:: DIRECTIONS ::
Swap "single point" for "single dot" in everything from the line containing "For each instance of the rock formation" down to the end of the items, leaving every other word unchanged. Leave the pictures out of your answer.
## Start PROVIDED DATA
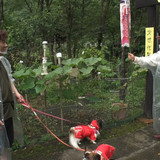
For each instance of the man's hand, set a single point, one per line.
(131, 56)
(19, 97)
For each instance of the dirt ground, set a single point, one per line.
(55, 150)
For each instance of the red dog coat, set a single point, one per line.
(105, 150)
(87, 131)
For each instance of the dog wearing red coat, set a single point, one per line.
(103, 152)
(80, 132)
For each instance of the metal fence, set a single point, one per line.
(110, 106)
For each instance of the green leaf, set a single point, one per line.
(40, 88)
(50, 75)
(92, 60)
(103, 68)
(67, 70)
(38, 71)
(72, 62)
(28, 83)
(41, 82)
(86, 71)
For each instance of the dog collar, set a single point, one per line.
(100, 153)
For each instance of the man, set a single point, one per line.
(152, 63)
(8, 93)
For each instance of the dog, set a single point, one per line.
(103, 152)
(91, 131)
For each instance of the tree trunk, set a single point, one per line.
(69, 18)
(104, 10)
(149, 78)
(1, 15)
(123, 75)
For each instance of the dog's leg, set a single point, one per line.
(73, 141)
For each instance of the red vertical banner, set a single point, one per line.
(125, 22)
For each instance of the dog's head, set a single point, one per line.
(91, 155)
(97, 124)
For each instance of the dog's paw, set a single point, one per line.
(93, 142)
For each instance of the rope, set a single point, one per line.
(50, 115)
(33, 110)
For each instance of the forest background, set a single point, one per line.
(90, 79)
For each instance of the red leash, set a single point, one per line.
(25, 103)
(50, 115)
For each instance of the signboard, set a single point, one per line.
(149, 41)
(125, 22)
(146, 3)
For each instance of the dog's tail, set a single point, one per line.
(73, 141)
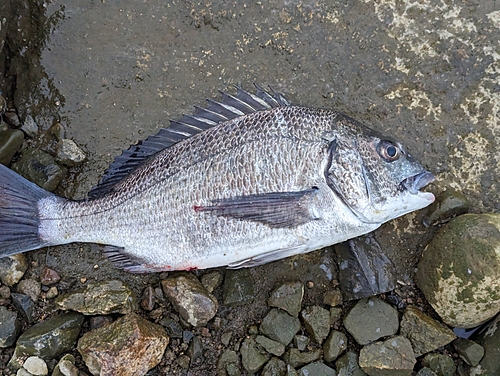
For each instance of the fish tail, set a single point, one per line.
(19, 216)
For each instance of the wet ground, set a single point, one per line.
(113, 72)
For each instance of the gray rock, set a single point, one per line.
(65, 366)
(12, 269)
(317, 322)
(442, 364)
(333, 298)
(25, 305)
(426, 372)
(49, 338)
(36, 366)
(364, 269)
(129, 346)
(459, 273)
(489, 338)
(280, 326)
(251, 358)
(212, 280)
(11, 141)
(297, 358)
(317, 368)
(275, 367)
(288, 297)
(9, 327)
(391, 357)
(425, 334)
(469, 351)
(68, 153)
(448, 204)
(190, 298)
(371, 319)
(31, 288)
(228, 363)
(348, 365)
(301, 342)
(335, 344)
(29, 126)
(40, 168)
(272, 347)
(238, 288)
(99, 298)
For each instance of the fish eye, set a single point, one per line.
(389, 151)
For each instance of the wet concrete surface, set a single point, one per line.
(113, 72)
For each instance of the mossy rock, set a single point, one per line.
(459, 272)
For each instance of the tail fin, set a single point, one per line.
(19, 217)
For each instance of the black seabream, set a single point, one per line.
(245, 181)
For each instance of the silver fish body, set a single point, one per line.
(256, 185)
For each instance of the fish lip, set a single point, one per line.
(414, 183)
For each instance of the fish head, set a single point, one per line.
(377, 178)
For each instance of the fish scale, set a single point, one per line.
(246, 181)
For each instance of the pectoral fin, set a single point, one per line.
(275, 209)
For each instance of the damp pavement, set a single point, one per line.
(84, 80)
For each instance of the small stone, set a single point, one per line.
(443, 365)
(251, 358)
(448, 204)
(348, 365)
(280, 326)
(296, 358)
(48, 338)
(333, 298)
(317, 322)
(12, 118)
(190, 298)
(391, 357)
(31, 288)
(9, 327)
(29, 126)
(317, 368)
(36, 366)
(68, 153)
(458, 270)
(11, 141)
(371, 319)
(272, 347)
(425, 334)
(40, 168)
(25, 305)
(300, 342)
(99, 298)
(426, 372)
(469, 351)
(148, 298)
(173, 328)
(12, 269)
(228, 358)
(274, 367)
(335, 344)
(129, 346)
(212, 280)
(238, 288)
(288, 297)
(49, 276)
(52, 292)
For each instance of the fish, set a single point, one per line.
(247, 180)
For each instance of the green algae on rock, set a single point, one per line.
(459, 272)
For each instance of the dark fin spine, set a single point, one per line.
(19, 218)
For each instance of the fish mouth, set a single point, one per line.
(414, 183)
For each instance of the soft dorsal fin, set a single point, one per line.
(228, 108)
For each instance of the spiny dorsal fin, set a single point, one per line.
(228, 108)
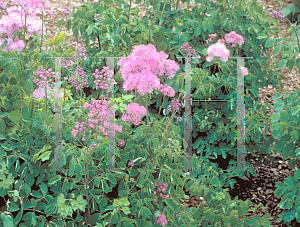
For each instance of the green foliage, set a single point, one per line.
(40, 194)
(292, 12)
(285, 125)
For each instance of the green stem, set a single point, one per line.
(24, 39)
(57, 36)
(159, 109)
(134, 95)
(32, 106)
(129, 11)
(163, 11)
(86, 192)
(42, 31)
(21, 100)
(149, 145)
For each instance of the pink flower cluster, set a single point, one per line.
(104, 74)
(162, 220)
(234, 38)
(167, 90)
(162, 187)
(131, 163)
(175, 104)
(97, 113)
(212, 36)
(121, 143)
(42, 76)
(68, 10)
(97, 17)
(75, 80)
(244, 70)
(40, 93)
(15, 20)
(140, 68)
(134, 113)
(2, 5)
(218, 49)
(187, 48)
(41, 81)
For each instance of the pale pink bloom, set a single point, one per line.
(244, 70)
(218, 49)
(162, 219)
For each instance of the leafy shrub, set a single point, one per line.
(290, 201)
(85, 192)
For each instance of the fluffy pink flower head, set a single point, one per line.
(234, 38)
(162, 220)
(244, 70)
(140, 69)
(134, 113)
(219, 50)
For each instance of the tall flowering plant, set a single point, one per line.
(19, 18)
(141, 72)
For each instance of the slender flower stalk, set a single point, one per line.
(279, 15)
(42, 31)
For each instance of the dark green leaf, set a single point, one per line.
(12, 207)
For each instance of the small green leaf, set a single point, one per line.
(279, 192)
(278, 105)
(54, 179)
(216, 182)
(59, 23)
(297, 151)
(197, 31)
(12, 207)
(295, 110)
(277, 96)
(270, 42)
(294, 135)
(44, 188)
(282, 63)
(69, 24)
(289, 182)
(275, 117)
(111, 178)
(8, 221)
(15, 116)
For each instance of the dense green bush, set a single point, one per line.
(86, 192)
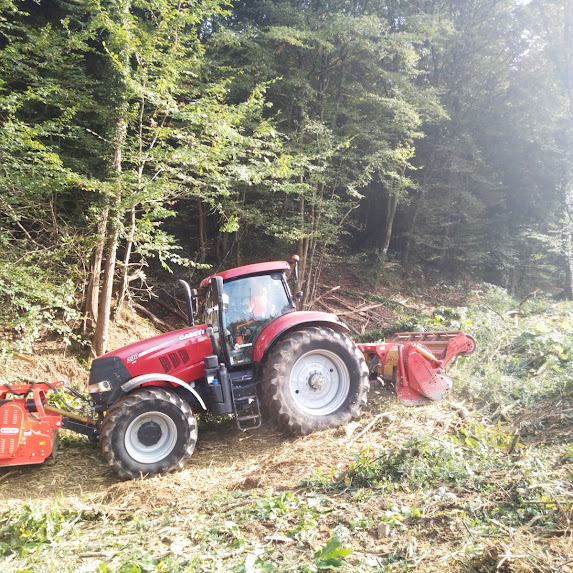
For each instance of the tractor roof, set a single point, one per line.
(258, 268)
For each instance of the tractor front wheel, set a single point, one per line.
(314, 379)
(148, 432)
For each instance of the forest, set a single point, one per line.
(416, 154)
(148, 139)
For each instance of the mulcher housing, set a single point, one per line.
(250, 344)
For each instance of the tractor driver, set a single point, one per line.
(257, 306)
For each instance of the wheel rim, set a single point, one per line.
(150, 437)
(319, 382)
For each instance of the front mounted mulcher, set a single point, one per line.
(29, 425)
(249, 347)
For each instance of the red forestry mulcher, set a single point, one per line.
(249, 348)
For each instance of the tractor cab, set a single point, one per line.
(239, 304)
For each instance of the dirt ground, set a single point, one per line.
(224, 458)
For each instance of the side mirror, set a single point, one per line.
(190, 300)
(217, 283)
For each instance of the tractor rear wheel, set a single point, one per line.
(148, 432)
(314, 379)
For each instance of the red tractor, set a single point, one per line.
(250, 347)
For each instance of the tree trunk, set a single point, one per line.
(92, 295)
(202, 232)
(100, 338)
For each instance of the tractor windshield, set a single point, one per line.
(249, 304)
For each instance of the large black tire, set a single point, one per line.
(148, 432)
(314, 379)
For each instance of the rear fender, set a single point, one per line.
(291, 321)
(148, 378)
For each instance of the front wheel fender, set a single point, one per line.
(147, 378)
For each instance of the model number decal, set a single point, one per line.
(9, 431)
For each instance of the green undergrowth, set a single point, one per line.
(494, 482)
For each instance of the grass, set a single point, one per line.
(481, 482)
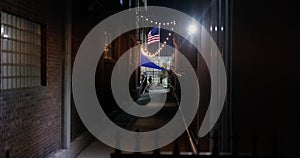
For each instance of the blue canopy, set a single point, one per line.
(146, 62)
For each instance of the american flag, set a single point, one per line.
(153, 35)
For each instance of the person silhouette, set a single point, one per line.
(144, 83)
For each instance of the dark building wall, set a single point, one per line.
(30, 118)
(85, 16)
(265, 54)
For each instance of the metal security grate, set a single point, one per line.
(21, 49)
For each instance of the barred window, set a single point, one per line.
(21, 49)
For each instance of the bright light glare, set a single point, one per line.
(2, 30)
(192, 29)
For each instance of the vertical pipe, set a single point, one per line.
(66, 86)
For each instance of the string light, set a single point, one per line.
(148, 19)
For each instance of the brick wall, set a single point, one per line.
(30, 118)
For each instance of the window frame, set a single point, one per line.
(42, 55)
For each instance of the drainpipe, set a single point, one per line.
(66, 73)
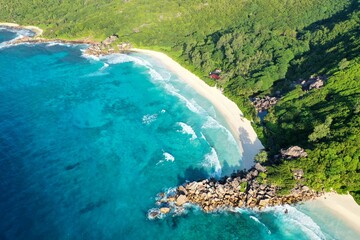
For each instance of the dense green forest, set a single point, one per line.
(262, 47)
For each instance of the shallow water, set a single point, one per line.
(87, 143)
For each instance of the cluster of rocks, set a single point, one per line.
(293, 152)
(106, 47)
(262, 104)
(241, 190)
(314, 82)
(96, 49)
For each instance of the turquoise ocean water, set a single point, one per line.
(87, 143)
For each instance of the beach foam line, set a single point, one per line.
(36, 30)
(245, 136)
(344, 207)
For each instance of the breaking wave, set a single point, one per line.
(149, 118)
(186, 129)
(168, 157)
(212, 161)
(258, 221)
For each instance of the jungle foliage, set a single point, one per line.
(263, 47)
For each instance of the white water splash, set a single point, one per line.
(168, 157)
(212, 161)
(186, 129)
(258, 221)
(149, 118)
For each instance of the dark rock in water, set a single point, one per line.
(231, 192)
(72, 166)
(298, 173)
(154, 213)
(165, 210)
(262, 104)
(181, 200)
(260, 168)
(92, 206)
(314, 82)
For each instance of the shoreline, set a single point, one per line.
(38, 31)
(240, 127)
(343, 207)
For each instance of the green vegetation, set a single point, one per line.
(261, 157)
(263, 47)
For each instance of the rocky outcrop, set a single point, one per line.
(293, 152)
(262, 104)
(241, 190)
(96, 49)
(314, 82)
(27, 39)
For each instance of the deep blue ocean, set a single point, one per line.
(87, 143)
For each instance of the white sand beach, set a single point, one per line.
(38, 31)
(240, 127)
(342, 206)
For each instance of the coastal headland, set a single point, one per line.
(241, 189)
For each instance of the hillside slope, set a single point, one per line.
(262, 47)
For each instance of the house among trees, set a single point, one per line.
(215, 74)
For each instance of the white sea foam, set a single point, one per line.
(186, 129)
(298, 219)
(123, 58)
(212, 161)
(51, 44)
(168, 157)
(190, 104)
(106, 65)
(88, 56)
(258, 221)
(149, 118)
(212, 123)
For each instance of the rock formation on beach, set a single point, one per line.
(106, 47)
(293, 152)
(262, 104)
(314, 82)
(241, 190)
(96, 49)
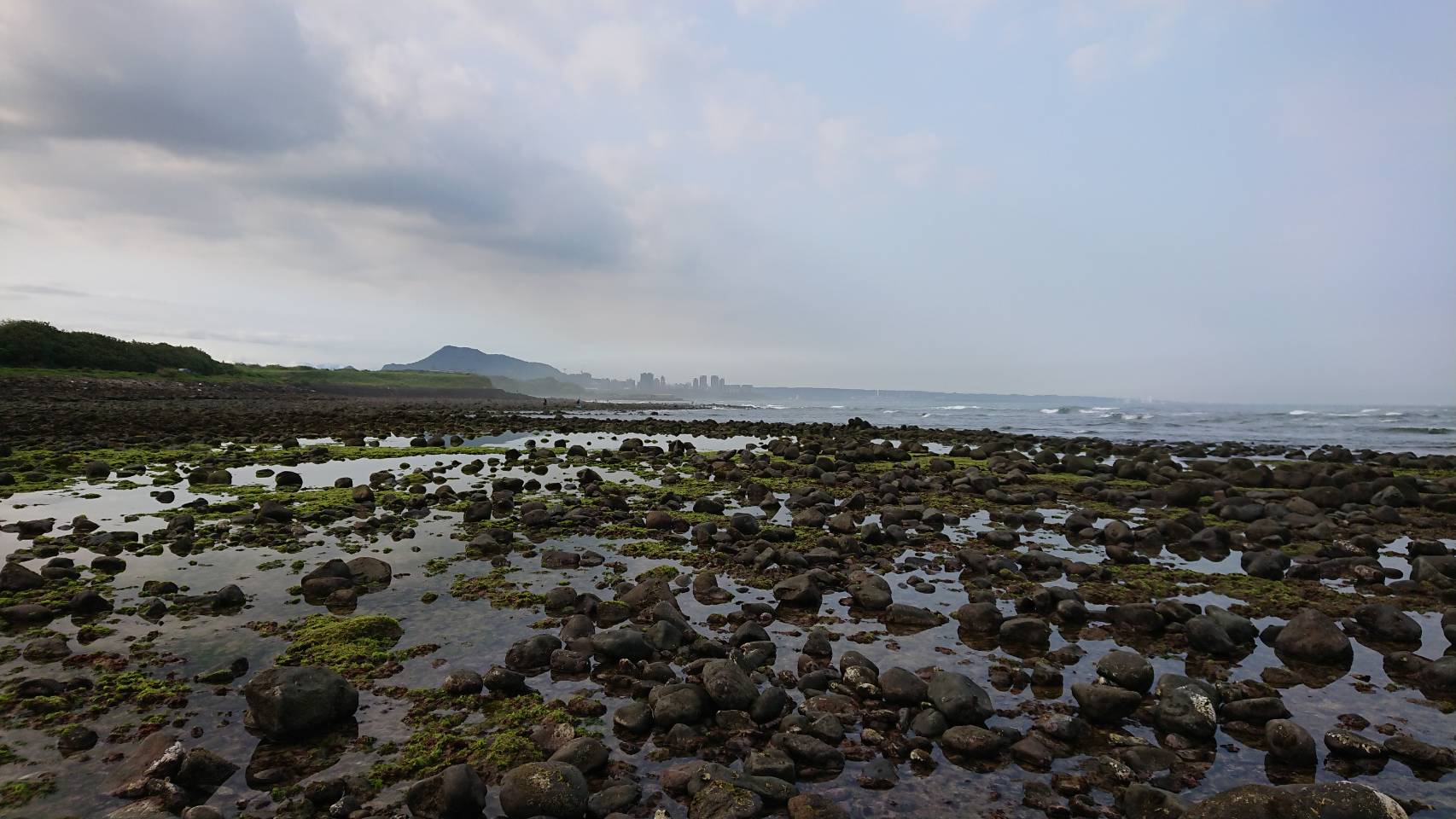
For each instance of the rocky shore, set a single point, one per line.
## End PROVIDED DATA
:: ANSWER TO THIS PROBLEM ::
For each instance of the rock formation on beach, set a single dot, one per line.
(106, 47)
(293, 152)
(262, 104)
(314, 82)
(241, 190)
(96, 49)
For each instance of the rocky shore, set a single dot, one per line.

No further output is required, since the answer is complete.